## Labeled area outline entries
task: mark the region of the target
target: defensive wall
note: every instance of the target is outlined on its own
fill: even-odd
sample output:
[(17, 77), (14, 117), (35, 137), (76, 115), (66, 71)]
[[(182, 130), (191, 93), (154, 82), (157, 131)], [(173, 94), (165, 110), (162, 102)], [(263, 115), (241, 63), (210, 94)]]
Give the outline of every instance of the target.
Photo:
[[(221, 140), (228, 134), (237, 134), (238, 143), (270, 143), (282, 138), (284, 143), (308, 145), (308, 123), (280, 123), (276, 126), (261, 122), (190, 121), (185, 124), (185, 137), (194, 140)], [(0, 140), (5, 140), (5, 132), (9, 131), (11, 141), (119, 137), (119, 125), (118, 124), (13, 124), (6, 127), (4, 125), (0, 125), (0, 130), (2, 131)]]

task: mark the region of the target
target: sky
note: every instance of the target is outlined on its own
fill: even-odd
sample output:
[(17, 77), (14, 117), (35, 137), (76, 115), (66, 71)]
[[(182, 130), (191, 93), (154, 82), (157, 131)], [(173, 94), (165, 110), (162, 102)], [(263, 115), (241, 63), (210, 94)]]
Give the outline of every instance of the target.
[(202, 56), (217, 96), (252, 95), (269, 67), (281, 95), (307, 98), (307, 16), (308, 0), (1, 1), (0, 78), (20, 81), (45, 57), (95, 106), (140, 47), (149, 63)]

## WHAT YOU ARE ASKED TO DO
Rewrite the records above with every "sample output" renamed to "reference output". Change nothing else.

## COMPLETE ANSWER
task: mark the region of the target
target: defensive wall
note: every instance of the target is outlined on its own
fill: even-odd
reference output:
[(17, 77), (14, 117), (35, 137), (76, 115), (66, 71)]
[[(182, 130), (191, 93), (154, 82), (157, 131)], [(173, 94), (165, 110), (162, 102)], [(263, 115), (241, 63), (210, 94)]]
Give the outline of every instance of the target.
Photo:
[[(221, 140), (228, 134), (237, 134), (238, 143), (270, 143), (282, 138), (284, 143), (308, 145), (308, 123), (280, 123), (276, 126), (261, 122), (190, 121), (185, 124), (185, 137), (194, 140)], [(0, 140), (5, 140), (5, 132), (9, 131), (11, 141), (119, 137), (119, 125), (118, 124), (13, 124), (6, 127), (4, 125), (0, 125), (0, 130), (2, 131)]]

task: mark the region of the target
target: sky
note: every instance of the target is outlined on its own
fill: even-odd
reference output:
[(17, 77), (14, 117), (35, 137), (76, 115), (66, 71)]
[[(182, 130), (191, 93), (154, 82), (157, 131)], [(173, 94), (165, 110), (162, 102)], [(263, 115), (241, 63), (210, 94)]]
Give the outline of every instance of the target.
[(202, 56), (217, 96), (252, 95), (269, 67), (281, 95), (307, 98), (307, 16), (308, 0), (1, 1), (0, 78), (20, 81), (45, 57), (95, 106), (140, 47), (149, 63)]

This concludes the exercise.